◆ TASK REQUIREMENTS ◆
a) According to the article on company embeddings, what kind of values does Spotify need in the feature vector that represents each song?
b) Carry on the article about company embeddings from the point where it ends.

An Introduction to Company Embeddings

Published in

Filament-Syfter

7 min readMay 12, 2022

— Authors: Ayesha Hafeez, Cynthia Masetto

“ML is a branch of artificial intelligence based on the idea that systems can learn from data, identify patterns and make decisions with minimal human intervention.”. The predicted patterns are able to show the relationships between input features and output target. Usually we expect that instances (e.g. pictures, texts, sensor readings) with similar features lead to similar predictions. In consequence, the representation of these input features directly affects the quality of the learned patterns.

An illustrative example of the power of ML is that of music streaming platforms like Spotify. In order to accurately predict what new music you would enjoy, the Spotify engine recommends new content on the basis of your previous listening history. In order to build your next playlist based on your listening history, Spotify would need to represent each song with a feature vector of real (numeric) values. The element of this vector would represent the value of a feature of a song. Useful features could include things like duration, number of songs in the album, artists name, genre. However, feature representation in other cases is more complicated as the input data is unstructured. This data usually includes text (lyrics), images (album cover), audio (melody) and in order to use them for ML tasks we will need real-valued feature vector representations. The question is: what happens when you combine all the data into embeddings and try to solve different problems?

What’s an Embedding?

Stored entries:
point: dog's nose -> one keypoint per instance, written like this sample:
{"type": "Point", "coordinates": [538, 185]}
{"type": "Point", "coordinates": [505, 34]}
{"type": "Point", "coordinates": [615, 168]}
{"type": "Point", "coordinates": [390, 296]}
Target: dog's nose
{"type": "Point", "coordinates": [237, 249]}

◆ RESULTS IN ORDER ◆
a) Real (numeric) values.

b)
An embedding is a translation of a high dimensional vector into a lower dimensional space. It’s similar to a summary of a long paper in which the most important and salient details are captured and the less useful information is thrown away. In the same way that a business manager and a software engineer might capture different summaries of the same book based on what they find useful in their own lives, embedding models learn to capture the detail that is most pertinent to the task that they’ve been trained to do. An embedding is able to capture relationships between different input features by learning to place semantically similar inputs close together in the embedding space, analogous to filling a room with objects and putting the similar objects physically close together. In essence, an embedding is a feature representation technique that incorporates relationships between multiple input features as opposed to regular feature representation techniques that look at encoding each feature individually. Furthermore, since embeddings are learned through the self-supervised task of input reconstruction, they can be leveraged to train high-fidelity models for downstream tasks more efficiently. This means that the downstream models will be more resilient to downstream tasks with low volumes of annotated data. In the context of the Spotify example, encoding a user’s listening history would help the Spotify engine identify meaningful relationships between different songs, artists, etc. This would mean that the engine can learn your preferences and is able to group relevant audio content together to create personalized playlists.

The concept of using embeddings is more prevalent in domains within Machine Learning such as Natural Language Processing (NLP) and Computer Vision. In NLP, embeddings capture the semantic meaning of text. Examples of embeddings are GLoVe, Word2Vec and BERT which are then used to improve prediction accuracy of downstream tasks such as sentiment analysis, questions & answering and topic classification to name a few. However, there is little work being done in using embeddings to represent domain-specific entities (although some notable examples include a model for embedding molecular structures and Google’s music embedding model )

Motivation & Investment Analysis in Practice

One of the main challenges our Private Equity clients face is finding suitable investments in line with their investment criteria (sector, size, geography, etc.). Using automated channels for origination can provide them an advantage over their competitors by getting them ahead of an expensive auction where they would have to compete with other funds for an opportunity.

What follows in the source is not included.